▸ TEXTE FOURNI
↓↓↓

Goon est un film canadien, réalisé par Michael Dowse, et scénarisé par Jay Baruchel et Evan Goldberg - deux Montréalais d'origine qui connaissent leur part de succès à Hollywood - qui arrive dans la foulée d'une réflexion profonde du monde du sport sur le métier de goon et sur la violence au hockey et les commotions cérébrales (et après un été particulièrement tragique). Disons que le timing pourrait être meilleur. Mais laissons ce débat au monde du hockey, plaçons celui de Goon dans celui du cinéma : quelle valeur peut bien avoir un film si entièrment dédié au divertissement? Celle du divertissement, tout simplement. L'humour, la cohérence et l'aspect provocateur du film en font un objet cinématographique digne d'intérêt.

↑↑↑

▸ DONNÉES ENREGISTRÉES
↓↓↓

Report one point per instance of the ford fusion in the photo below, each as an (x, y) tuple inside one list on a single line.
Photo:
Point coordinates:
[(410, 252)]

↑↑↑
↓↓↓

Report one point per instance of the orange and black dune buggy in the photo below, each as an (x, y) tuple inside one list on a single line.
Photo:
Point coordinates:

↑↑↑

▸ CONSIGNE
Recopiez, s'il vous plaît, le passage du texte fourni sur le film Goon en commençant par « Goon est un » et en allant jusqu'à « cinématographique digne d'intérêt. ».

▸ RÉSULTAT
Goon est un film canadien, réalisé par Michael Dowse, et scénarisé par Jay Baruchel et Evan Goldberg - deux Montréalais d'origine qui connaissent leur part de succès à Hollywood - qui arrive dans la foulée d'une réflexion profonde du monde du sport sur le métier de goon et sur la violence au hockey et les commotions cérébrales (et après un été particulièrement tragique). Disons que le timing pourrait être meilleur. Mais laissons ce débat au monde du hockey, plaçons celui de Goon dans celui du cinéma : quelle valeur peut bien avoir un film si entièrment dédié au divertissement? Celle du divertissement, tout simplement. L'humour, la cohérence et l'aspect provocateur du film en font un objet cinématographique digne d'intérêt.